INSTRUCTIONS TO FOLLOW -> Put everything below from the line containing "Target: man's face" down to the line containing "x=52, y=118" into a Markdown table with the columns Line No. and Content. Number each line and skip any blank ones.

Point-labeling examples

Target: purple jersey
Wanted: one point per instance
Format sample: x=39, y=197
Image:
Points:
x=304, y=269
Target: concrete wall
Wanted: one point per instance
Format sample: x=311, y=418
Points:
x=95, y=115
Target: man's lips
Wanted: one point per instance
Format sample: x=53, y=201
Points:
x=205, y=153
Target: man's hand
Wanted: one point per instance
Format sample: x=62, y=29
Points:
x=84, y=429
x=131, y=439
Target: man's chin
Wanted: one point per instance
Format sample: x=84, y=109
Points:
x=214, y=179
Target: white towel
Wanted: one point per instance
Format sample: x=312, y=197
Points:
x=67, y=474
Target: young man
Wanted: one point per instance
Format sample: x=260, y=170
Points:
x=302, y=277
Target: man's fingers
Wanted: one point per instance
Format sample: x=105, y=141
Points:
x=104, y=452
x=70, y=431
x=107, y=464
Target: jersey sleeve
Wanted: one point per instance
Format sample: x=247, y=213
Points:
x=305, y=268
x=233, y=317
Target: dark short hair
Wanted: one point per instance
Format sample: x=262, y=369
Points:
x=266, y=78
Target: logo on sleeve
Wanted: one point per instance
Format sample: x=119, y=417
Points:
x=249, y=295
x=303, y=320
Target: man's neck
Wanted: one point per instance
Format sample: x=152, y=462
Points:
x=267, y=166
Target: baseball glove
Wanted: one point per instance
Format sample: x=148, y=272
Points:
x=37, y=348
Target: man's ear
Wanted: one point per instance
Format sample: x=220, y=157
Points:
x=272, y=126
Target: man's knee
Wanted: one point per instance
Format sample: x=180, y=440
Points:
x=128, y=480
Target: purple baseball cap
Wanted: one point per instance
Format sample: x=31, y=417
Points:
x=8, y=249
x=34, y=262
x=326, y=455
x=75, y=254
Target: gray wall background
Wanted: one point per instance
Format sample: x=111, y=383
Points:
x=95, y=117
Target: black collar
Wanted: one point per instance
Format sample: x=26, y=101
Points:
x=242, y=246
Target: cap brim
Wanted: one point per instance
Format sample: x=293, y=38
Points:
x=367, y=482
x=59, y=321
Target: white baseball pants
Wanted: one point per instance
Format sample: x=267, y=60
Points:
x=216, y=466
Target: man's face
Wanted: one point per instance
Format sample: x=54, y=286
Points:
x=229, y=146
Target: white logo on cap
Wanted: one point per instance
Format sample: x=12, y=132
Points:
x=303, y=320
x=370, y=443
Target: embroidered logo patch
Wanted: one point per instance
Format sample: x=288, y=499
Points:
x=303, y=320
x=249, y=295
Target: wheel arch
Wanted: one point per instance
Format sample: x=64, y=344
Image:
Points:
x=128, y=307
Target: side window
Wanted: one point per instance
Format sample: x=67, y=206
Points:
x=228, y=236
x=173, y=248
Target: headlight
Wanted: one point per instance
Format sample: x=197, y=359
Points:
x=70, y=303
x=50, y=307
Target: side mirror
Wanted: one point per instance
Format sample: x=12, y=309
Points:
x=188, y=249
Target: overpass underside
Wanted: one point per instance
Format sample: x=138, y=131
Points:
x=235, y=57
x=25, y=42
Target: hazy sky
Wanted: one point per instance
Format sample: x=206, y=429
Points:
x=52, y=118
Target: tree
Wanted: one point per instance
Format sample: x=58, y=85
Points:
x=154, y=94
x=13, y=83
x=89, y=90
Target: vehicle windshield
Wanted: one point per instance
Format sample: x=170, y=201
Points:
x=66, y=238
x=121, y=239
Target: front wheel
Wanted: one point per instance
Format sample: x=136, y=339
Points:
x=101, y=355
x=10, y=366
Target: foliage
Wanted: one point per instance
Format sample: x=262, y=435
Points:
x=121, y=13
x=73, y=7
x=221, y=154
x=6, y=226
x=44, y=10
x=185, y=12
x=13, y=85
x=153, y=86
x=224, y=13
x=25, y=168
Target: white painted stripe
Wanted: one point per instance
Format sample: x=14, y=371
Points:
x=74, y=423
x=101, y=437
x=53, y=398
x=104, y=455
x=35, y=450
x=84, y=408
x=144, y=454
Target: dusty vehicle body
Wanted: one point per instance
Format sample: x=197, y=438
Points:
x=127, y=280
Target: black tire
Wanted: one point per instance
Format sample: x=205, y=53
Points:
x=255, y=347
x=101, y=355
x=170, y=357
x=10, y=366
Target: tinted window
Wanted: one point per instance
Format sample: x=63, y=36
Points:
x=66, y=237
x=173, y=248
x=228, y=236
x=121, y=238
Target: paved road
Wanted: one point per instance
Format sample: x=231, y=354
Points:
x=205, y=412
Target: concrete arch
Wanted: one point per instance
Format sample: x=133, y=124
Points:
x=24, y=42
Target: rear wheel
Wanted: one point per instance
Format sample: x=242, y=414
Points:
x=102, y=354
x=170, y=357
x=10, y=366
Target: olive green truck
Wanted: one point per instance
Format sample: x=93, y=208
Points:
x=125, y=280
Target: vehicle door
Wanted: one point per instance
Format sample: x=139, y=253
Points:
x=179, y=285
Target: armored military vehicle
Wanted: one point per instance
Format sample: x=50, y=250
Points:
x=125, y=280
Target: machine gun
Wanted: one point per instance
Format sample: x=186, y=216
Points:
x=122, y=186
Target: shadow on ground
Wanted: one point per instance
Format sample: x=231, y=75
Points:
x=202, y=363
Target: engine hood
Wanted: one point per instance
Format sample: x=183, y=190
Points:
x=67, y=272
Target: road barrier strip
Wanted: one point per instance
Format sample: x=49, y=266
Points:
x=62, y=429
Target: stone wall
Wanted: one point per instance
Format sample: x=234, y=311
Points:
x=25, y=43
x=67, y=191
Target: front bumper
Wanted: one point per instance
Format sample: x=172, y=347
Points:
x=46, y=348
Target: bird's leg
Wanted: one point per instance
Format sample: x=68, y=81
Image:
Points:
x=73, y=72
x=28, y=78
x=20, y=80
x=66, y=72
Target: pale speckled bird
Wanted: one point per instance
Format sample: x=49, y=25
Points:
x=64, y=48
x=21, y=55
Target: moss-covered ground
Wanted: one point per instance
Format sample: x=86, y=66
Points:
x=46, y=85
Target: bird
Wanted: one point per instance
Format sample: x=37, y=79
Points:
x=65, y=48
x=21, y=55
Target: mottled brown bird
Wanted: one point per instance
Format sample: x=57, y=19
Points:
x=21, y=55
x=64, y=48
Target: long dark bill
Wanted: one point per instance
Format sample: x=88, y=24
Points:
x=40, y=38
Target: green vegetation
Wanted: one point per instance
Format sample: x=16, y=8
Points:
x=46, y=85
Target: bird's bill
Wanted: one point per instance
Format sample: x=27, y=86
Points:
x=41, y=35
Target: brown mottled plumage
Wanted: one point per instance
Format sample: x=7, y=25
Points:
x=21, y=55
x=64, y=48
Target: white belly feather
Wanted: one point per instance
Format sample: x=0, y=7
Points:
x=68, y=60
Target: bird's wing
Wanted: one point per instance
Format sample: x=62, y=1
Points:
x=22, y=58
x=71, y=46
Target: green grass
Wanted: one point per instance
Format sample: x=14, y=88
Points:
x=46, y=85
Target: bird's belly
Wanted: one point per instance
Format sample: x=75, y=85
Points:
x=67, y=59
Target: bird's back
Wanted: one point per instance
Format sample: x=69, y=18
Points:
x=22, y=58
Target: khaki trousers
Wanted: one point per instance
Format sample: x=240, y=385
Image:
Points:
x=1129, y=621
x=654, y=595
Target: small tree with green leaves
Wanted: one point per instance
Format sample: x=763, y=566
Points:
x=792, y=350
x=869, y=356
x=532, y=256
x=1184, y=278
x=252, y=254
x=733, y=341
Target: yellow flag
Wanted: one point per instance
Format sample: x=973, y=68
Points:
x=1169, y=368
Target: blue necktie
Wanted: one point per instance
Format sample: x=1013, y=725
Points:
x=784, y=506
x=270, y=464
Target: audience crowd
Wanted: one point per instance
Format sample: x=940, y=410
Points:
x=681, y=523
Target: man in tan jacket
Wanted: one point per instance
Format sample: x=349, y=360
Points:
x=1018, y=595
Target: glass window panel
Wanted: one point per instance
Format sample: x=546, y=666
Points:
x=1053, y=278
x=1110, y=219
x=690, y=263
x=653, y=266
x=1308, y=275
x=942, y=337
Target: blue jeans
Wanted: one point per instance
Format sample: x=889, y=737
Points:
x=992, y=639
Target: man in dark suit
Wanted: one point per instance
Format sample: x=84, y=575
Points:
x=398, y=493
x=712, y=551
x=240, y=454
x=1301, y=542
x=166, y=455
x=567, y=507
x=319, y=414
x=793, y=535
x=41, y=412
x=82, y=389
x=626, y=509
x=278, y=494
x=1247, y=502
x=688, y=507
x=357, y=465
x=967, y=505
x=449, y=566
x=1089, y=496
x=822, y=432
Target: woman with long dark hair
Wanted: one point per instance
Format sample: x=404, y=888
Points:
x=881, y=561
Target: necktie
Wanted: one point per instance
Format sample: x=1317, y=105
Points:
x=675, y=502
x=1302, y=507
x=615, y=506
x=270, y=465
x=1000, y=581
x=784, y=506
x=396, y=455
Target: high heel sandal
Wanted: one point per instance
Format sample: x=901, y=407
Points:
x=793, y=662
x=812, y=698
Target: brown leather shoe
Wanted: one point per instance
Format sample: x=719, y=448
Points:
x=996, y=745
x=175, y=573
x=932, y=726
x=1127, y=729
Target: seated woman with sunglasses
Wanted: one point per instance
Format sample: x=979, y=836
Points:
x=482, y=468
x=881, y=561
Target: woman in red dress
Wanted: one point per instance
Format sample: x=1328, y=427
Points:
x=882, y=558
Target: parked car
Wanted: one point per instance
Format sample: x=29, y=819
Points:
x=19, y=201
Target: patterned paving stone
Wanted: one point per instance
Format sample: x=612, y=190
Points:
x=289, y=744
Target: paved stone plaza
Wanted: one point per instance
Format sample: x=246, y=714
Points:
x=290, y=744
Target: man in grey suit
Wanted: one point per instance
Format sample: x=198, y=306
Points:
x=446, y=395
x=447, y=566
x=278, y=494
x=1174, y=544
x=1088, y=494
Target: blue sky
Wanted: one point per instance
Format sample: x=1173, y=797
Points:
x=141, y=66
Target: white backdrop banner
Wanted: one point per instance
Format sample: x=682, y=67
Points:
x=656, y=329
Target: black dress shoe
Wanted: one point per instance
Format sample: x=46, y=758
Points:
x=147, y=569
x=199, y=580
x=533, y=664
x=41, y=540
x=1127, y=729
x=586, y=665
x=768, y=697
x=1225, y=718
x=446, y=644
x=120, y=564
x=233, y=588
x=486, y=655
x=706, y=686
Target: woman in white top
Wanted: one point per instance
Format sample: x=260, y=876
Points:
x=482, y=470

RESPONSE TO THE EXERCISE ->
| Line No. | Content |
|---|---|
| 1 | Target: man's face |
| 2 | Wanted: one point per instance |
| 3 | Format sample: x=54, y=286 |
| 4 | Points: |
| 5 | x=229, y=146 |
| 6 | Target: white logo on cap |
| 7 | Wanted: one point per instance |
| 8 | Format sample: x=12, y=132 |
| 9 | Points: |
| 10 | x=303, y=320 |
| 11 | x=370, y=443 |
| 12 | Target: embroidered logo patch |
| 13 | Wanted: one point per instance |
| 14 | Format sample: x=288, y=499 |
| 15 | Points: |
| 16 | x=303, y=320 |
| 17 | x=249, y=295 |
| 18 | Target: wheel arch |
| 19 | Wanted: one point per instance |
| 20 | Format sample: x=64, y=344 |
| 21 | Image: |
| 22 | Points: |
| 23 | x=128, y=307 |
| 24 | Target: side window |
| 25 | Wanted: one point per instance |
| 26 | Format sample: x=67, y=206 |
| 27 | Points: |
| 28 | x=228, y=236 |
| 29 | x=173, y=248 |
| 30 | Target: headlight |
| 31 | Wanted: one point per instance |
| 32 | Format sample: x=197, y=359 |
| 33 | Points: |
| 34 | x=70, y=303 |
| 35 | x=50, y=307 |
| 36 | Target: side mirror |
| 37 | Wanted: one point per instance |
| 38 | Format sample: x=12, y=309 |
| 39 | Points: |
| 40 | x=188, y=249 |
| 41 | Target: overpass underside |
| 42 | Wanted: one point per instance |
| 43 | Format sample: x=138, y=131 |
| 44 | Points: |
| 45 | x=235, y=57 |
| 46 | x=25, y=42 |
| 47 | Target: hazy sky |
| 48 | Wanted: one point per instance |
| 49 | Format sample: x=206, y=429 |
| 50 | Points: |
| 51 | x=52, y=118 |